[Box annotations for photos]
═══
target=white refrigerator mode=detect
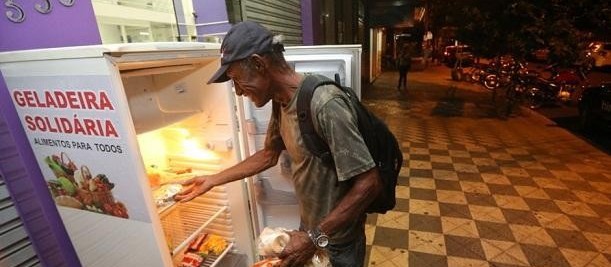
[0,43,361,266]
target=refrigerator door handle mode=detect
[246,119,257,135]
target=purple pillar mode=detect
[301,0,320,45]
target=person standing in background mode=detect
[397,45,412,92]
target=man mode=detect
[176,21,381,267]
[397,45,412,92]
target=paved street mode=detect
[363,67,611,267]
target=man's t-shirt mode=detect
[266,77,375,244]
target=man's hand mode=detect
[278,231,316,267]
[174,175,214,202]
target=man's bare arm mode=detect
[174,149,281,201]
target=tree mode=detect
[427,0,611,65]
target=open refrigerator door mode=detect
[108,43,254,266]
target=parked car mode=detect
[579,83,611,131]
[443,45,474,67]
[588,42,611,67]
[528,48,550,62]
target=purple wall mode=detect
[193,0,231,39]
[0,0,101,267]
[301,0,318,45]
[0,0,102,52]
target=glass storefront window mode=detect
[92,0,197,44]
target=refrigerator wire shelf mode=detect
[200,243,233,267]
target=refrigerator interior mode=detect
[118,55,254,266]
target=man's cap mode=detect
[208,21,273,84]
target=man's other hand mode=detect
[278,231,316,267]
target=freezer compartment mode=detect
[116,49,223,134]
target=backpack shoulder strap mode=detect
[297,75,341,164]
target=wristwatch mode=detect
[308,227,329,248]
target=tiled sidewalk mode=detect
[364,70,611,267]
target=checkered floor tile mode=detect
[364,73,611,267]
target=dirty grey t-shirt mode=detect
[266,79,375,244]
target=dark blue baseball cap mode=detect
[208,21,274,84]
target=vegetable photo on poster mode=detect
[44,152,129,219]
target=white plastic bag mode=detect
[257,227,331,267]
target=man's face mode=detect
[227,58,271,107]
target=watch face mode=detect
[316,235,329,248]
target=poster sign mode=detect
[6,75,150,222]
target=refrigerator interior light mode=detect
[182,138,220,161]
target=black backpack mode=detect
[297,75,403,213]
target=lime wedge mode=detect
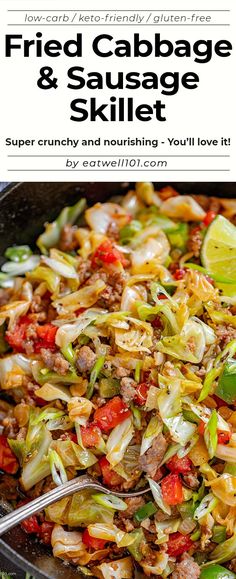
[201,215,236,283]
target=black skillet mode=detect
[0,182,236,579]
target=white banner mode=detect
[0,0,236,181]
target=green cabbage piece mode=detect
[36,199,86,255]
[46,490,114,527]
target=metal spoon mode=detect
[0,475,149,536]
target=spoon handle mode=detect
[0,475,101,536]
[0,475,148,536]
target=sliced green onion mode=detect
[134,501,157,523]
[92,493,127,511]
[32,408,65,425]
[193,493,219,521]
[99,377,120,398]
[48,448,68,486]
[134,360,143,383]
[5,245,32,263]
[204,410,218,458]
[127,527,146,561]
[211,525,226,543]
[86,356,105,399]
[119,219,142,245]
[198,368,221,402]
[215,358,236,404]
[131,405,142,430]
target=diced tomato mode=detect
[92,239,128,267]
[0,434,19,474]
[99,456,124,487]
[198,420,206,436]
[94,396,131,432]
[5,316,32,352]
[203,211,216,227]
[80,423,101,448]
[40,521,55,545]
[34,324,58,354]
[161,474,184,505]
[82,529,107,551]
[212,394,225,408]
[20,515,41,534]
[167,533,193,557]
[134,382,149,406]
[6,316,58,354]
[166,454,192,474]
[174,269,185,281]
[217,430,232,444]
[75,308,86,316]
[205,275,214,285]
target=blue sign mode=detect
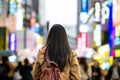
[81,0,88,12]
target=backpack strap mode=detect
[45,55,58,68]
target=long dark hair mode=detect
[78,57,88,72]
[45,24,71,71]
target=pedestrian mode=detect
[0,56,14,80]
[106,59,120,80]
[78,57,91,80]
[92,60,102,80]
[33,24,80,80]
[20,58,32,80]
[13,62,22,80]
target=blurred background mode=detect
[0,0,120,69]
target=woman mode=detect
[92,60,102,80]
[33,24,80,80]
[78,57,91,80]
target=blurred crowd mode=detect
[78,57,120,80]
[0,56,33,80]
[0,56,120,80]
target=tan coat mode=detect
[33,50,80,80]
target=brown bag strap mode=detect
[45,54,58,67]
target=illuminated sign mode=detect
[114,37,120,45]
[112,0,120,27]
[9,33,16,51]
[8,0,17,15]
[94,2,101,22]
[0,0,3,14]
[93,24,102,47]
[101,1,110,24]
[81,0,88,12]
[77,33,88,49]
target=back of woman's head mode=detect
[45,24,70,71]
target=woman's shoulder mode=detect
[70,50,77,57]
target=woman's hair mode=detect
[79,57,88,72]
[45,24,71,71]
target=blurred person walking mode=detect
[78,57,91,80]
[106,59,120,80]
[0,56,14,80]
[33,24,80,80]
[92,60,102,80]
[20,58,32,80]
[13,62,22,80]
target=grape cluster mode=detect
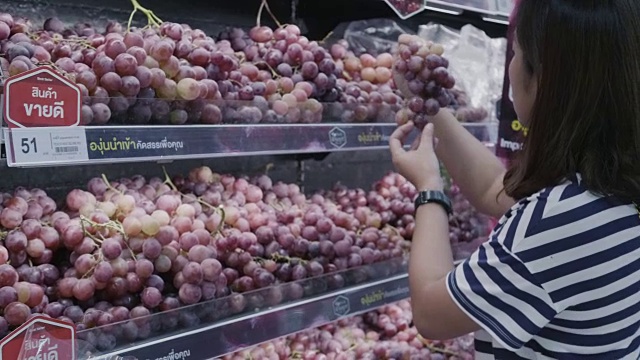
[324,173,490,259]
[450,88,489,123]
[386,0,424,16]
[394,34,455,128]
[223,301,474,360]
[0,8,470,125]
[0,167,408,351]
[0,188,60,336]
[0,167,483,352]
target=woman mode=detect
[390,0,640,360]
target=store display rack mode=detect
[78,258,409,360]
[0,0,509,360]
[3,123,497,167]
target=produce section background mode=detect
[0,0,499,358]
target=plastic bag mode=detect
[334,19,412,56]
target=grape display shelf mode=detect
[384,0,514,25]
[79,259,409,360]
[4,119,496,360]
[0,1,497,352]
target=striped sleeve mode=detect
[447,198,558,351]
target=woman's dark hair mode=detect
[504,0,640,204]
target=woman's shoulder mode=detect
[504,174,634,220]
[495,176,640,251]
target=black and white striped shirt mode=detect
[448,178,640,360]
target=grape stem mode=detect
[318,30,333,44]
[162,166,225,226]
[256,0,282,28]
[262,163,275,175]
[254,61,282,79]
[127,0,163,32]
[80,215,126,241]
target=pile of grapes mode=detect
[223,301,474,360]
[0,5,488,125]
[324,173,491,260]
[0,167,482,351]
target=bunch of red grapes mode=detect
[223,301,474,360]
[325,173,491,259]
[0,167,416,351]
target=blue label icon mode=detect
[333,295,351,316]
[329,127,347,149]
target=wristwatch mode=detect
[415,190,452,215]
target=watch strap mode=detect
[415,190,453,215]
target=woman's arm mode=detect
[431,110,515,217]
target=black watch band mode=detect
[415,190,452,215]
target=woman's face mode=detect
[509,39,537,126]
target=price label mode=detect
[3,66,81,128]
[0,316,76,360]
[5,127,89,166]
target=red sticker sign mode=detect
[0,316,76,360]
[4,66,81,128]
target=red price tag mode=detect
[0,316,76,360]
[4,66,81,128]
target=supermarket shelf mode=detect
[79,258,409,360]
[4,123,497,167]
[425,0,513,25]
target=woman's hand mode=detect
[389,122,443,191]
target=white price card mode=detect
[5,127,89,166]
[496,0,514,16]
═══
STATED PROBLEM ->
Rewrite everything from the line containing "target=tiled sidewalk mode=detect" down to the line containing "[0,475,148,536]", offsetting every box coordinate by 57 and keeping the other lines as they are. Leave the pictures out of your answer.

TASK RESULT ->
target=tiled sidewalk mode=detect
[421,127,668,324]
target=checkered floor tile mode=detect
[421,130,668,324]
target=dirty grey t-shirt mode=detect
[323,136,432,301]
target=dark blue baseball cap mode=detect
[265,78,331,141]
target=vegetable photo on poster mode=detect
[101,209,186,276]
target=white plastic bag mode=detect
[314,284,388,324]
target=man's face mode=detect
[284,115,328,164]
target=watch face mode=detect
[373,292,386,305]
target=poster sign mode=detect
[63,132,207,279]
target=refrigerator interior light mode=detect
[239,195,277,218]
target=black backpack mode=detect
[354,132,460,270]
target=lime wedge mode=detect
[258,272,293,340]
target=black skillet mode=detect
[57,239,293,636]
target=white banner mode=detect
[57,57,293,238]
target=green cabbage piece mode=detect
[93,256,143,312]
[103,547,171,584]
target=metal spoon mode=detect
[57,532,206,593]
target=spoon handle mode=detect
[57,532,158,593]
[57,532,205,593]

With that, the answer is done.